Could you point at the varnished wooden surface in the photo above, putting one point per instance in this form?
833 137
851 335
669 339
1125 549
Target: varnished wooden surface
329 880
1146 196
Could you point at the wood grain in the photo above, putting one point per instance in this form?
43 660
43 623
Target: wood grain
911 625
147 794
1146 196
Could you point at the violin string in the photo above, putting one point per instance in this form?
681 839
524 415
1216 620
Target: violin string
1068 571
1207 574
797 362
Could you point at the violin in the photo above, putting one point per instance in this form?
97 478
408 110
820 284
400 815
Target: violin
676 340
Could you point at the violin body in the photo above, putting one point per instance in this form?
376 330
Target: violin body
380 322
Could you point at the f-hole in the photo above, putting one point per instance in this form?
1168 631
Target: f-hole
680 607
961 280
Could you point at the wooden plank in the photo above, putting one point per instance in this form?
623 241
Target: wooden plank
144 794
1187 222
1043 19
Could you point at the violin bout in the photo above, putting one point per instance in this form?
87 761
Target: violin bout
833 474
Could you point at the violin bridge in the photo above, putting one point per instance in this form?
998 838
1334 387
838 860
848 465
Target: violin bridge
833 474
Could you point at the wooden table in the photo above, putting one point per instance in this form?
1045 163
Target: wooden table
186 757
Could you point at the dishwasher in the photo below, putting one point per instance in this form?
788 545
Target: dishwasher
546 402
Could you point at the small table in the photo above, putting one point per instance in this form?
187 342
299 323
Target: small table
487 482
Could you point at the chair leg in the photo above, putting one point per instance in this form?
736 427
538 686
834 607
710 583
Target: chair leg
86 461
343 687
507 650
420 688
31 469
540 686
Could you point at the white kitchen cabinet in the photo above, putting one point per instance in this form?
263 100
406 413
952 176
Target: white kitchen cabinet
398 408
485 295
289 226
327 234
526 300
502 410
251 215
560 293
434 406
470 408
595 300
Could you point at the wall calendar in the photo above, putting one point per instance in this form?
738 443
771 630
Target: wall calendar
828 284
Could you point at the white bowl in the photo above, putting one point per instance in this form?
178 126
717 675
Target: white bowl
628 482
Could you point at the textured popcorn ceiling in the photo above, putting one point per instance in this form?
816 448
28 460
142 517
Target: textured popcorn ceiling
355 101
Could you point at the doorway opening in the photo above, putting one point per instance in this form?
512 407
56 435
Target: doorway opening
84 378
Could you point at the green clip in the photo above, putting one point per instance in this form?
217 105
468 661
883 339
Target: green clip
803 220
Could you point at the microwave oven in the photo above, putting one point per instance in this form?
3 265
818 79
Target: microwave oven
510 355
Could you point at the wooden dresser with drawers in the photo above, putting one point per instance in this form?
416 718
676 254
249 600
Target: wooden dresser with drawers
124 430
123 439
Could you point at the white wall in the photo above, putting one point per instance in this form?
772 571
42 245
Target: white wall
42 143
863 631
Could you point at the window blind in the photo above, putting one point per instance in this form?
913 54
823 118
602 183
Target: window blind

▶ _Your task_
Copy out the material word for word and line for line.

▶ _Task output_
Could you point at the varnished wooden surface in the photo above, putting one point per instance in this form?
833 137
851 335
669 339
1125 549
Target: varnished wooden surface
329 880
1146 196
Could you point at the wood grain in the photo above, putting one point per instance in this form?
43 660
43 623
Target: wood grain
911 625
147 794
1146 196
Could you point at the violin string in the photo above, putting one point per instance in this form?
681 839
524 415
1216 620
Target: violin string
1068 571
1207 574
797 362
Could you point at the violin in the photo above, putting one point per instance in this form?
97 478
408 110
820 284
400 815
Target: violin
676 340
Could you point at the violin body in the photo above, putting one point per instance in this form?
376 330
Target: violin body
380 322
Could you point at the f-hole in the photo above, putting one point per instance in this form?
1168 631
Target: f-hole
680 607
961 280
Could you point at the wooden plank in the photo above, putting one point per instance in this form?
623 241
Target: wooden plank
144 794
1187 222
1043 19
Could you point at the violin bout in the photo above, putting one point per instance in this form?
87 761
Target: violin bout
833 474
Could you point at the violin bridge in the photo above, putting one point per instance in this form?
998 838
1334 387
838 860
848 465
Target: violin bridge
833 474
Could you point at the wooden table in the photo above, putting one point per instance in this form?
1045 163
Target: wooden table
186 757
Could you point at the dishwasher in the photo below, putting one point per instance in this form?
788 545
Target: dishwasher
546 402
Could you point at the small table in the photo above, putting one point per instance in this form?
187 342
299 323
Target: small table
487 482
Could you point at the chair leg in the photo above, putting one point per instance in this form?
736 427
538 686
834 607
710 583
Target: chair leg
86 461
343 687
507 650
420 688
31 469
540 686
Could you point at the white kitchen cabinet in the photo above, putting one point per instance in this form?
263 100
406 413
952 176
Target: white kitchen cabinet
398 408
485 295
289 226
327 234
526 300
502 410
251 215
560 293
434 406
470 408
595 300
Could you point at the wall calendar in the photo above, putting one point per instance in this form?
738 443
771 630
Target: wall calendar
828 284
Could you point at the white bowl in the photo above, putting one point per instance in this form?
178 126
717 675
Target: white bowl
628 482
Could you point at the textured popcorn ceiling in the photo above, putting one point per instance in this form?
816 448
28 460
142 517
Target: textured popcorn ceiling
355 101
Could you point at the doorway opening in the photo above, putting one point per instance in this form?
512 407
56 435
Target: doorway opening
84 378
Could you point at the green clip in the photo above, putting one point per instance in this form?
217 105
468 661
883 339
Target: green clip
803 220
Could you point at the microwave oven in the photo above, putting one point per instance in this form?
3 265
818 79
Target: microwave oven
510 355
Could you point at the wooden dresser with drawers in the photo above, putting one point per instance in this form?
416 718
676 254
249 600
Target: wooden dresser with drawers
124 430
123 439
Could you point at the white wall in the photo above, putting one point per instance in this form?
772 571
42 245
Target: white wall
42 143
863 631
Could you point at the window blind in the photo above, putting one point per instance in this form?
913 54
823 118
602 183
Target: window blind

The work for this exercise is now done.